In-lab Training for New Students

As Research Recovery continues into fall quarter and campus activities increase, new trainees are starting their work in shared facilities and laboratories. Research depends on sharing ideas, information, and techniques, and therefore thoughtful engagement of new trainees into the research environment on campus should be encouraged. Lab procedures and protocols, based on county guidance and recommendations from health professionals, should be directed to ensuring personal safety while integrating new trainees into research spaces. The guidelines here are intended to ensure that the research mission moves forward, that new trainees learn what they need to, and that our entire community is safe. Note that some activities as defined below will require special exceptions from the department or dean’s office to ensure that safety and overall building density are maintained at prescribed levels.

> [MATERIAL SUPPLIED]
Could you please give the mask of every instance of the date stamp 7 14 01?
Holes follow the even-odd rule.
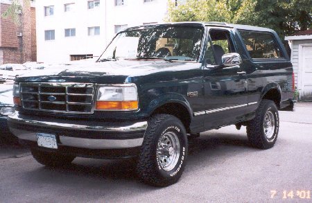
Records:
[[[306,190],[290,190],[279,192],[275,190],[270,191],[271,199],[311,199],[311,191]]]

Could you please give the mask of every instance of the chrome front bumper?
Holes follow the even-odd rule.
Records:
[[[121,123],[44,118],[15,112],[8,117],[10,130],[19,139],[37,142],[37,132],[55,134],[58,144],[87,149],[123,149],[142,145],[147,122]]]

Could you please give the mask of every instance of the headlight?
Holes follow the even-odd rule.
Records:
...
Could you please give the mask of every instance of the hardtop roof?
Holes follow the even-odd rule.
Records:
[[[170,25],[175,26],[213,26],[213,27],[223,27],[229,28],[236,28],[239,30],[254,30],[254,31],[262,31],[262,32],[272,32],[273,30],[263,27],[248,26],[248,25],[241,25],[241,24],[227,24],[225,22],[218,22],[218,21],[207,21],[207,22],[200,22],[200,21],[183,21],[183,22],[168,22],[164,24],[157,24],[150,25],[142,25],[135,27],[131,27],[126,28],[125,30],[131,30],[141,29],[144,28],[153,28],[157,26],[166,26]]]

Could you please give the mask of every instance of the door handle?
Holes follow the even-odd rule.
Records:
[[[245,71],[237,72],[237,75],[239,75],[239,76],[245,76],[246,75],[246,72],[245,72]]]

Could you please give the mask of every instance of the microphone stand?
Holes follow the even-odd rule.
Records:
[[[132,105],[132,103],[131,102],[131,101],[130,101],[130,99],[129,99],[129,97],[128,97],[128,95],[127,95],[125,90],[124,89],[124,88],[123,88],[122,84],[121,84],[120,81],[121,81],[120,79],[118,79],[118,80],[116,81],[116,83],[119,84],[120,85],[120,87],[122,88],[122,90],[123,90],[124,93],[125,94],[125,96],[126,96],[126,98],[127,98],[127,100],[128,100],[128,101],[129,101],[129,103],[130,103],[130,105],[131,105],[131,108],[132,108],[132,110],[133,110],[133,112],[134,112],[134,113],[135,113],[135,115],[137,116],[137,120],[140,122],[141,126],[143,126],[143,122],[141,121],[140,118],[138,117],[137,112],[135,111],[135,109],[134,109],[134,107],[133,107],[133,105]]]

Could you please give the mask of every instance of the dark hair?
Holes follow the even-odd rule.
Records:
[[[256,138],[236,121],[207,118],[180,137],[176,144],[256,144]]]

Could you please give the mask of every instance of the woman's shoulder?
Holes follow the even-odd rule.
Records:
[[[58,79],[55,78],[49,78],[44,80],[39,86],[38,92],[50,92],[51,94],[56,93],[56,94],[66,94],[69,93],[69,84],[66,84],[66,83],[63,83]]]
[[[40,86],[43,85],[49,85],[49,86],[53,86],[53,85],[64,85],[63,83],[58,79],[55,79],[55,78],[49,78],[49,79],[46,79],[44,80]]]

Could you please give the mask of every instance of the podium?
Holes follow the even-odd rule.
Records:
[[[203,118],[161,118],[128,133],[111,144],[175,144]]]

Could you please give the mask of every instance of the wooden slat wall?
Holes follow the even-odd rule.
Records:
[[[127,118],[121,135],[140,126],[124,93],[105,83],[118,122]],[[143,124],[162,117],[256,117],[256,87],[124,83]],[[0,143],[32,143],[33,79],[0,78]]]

> [TASK ITEM]
Continue the guidance on in-lab training for new students from its last sentence.

> [RESULT OF THIS TASK]
Any training or part of training that can be performed remotely should continue to be done remotely. This could include, for example, a combination of instructional videos, Zoom consultations, and virtual oversight for tasks that could be performed with a link to the trainer. However, many research activities require that new members be trained to perform procedures and tasks, and have hands-on training to operate equipment. While some of this training can be done remotely, some must also be completed in person in the lab or research area, sometimes in close (less than 6 feet) contact with another person. Training or the part of training that cannot be performed remotely should be limited to the following activities starting on September 14, 2020:

  • Provide lab-orientation training to new PIs, graduate students, and postdocs
  • Train on-site Stanford researchers on the use of equipment
  • Train junior researchers on advanced techniques

In-person training must follow health and safety rules as stipulated by Stanford in order to control facility population density and minimize the risk of virus exposure and transmission. The density policy must be honored. (Note that this density requirement may change and will be documented on the Research Recovery website).

When training can only be conducted in a manner that does not meet the density requirement, the department and/or the dean’s office overseeing the shared facility can make an exception, providing the trainer and the trainee remain 6 feet apart, or are less than 6 feet apart for less than 15 continuous minutes AND not on a regular/frequent basis, according to EH&S Level 2 COVID-19 risk level.

Trainers and trainees who attend in-person sessions must:

  • Be authorized to be on-site in ORMS and have taken COVID-19 Hygiene Best Practices training
  • Report daily symptoms via Health Check
  • Wear masks/face coverings at all times; wherever required, wear full personal protective equipment including lab coat, eye protection, etc.
  • Adhere to 6 feet or greater physical distancing protocols at all times OR request an exception as noted above
    • Personnel may be closer than 6 feet when responding to an urgent injury or illness and providing aid.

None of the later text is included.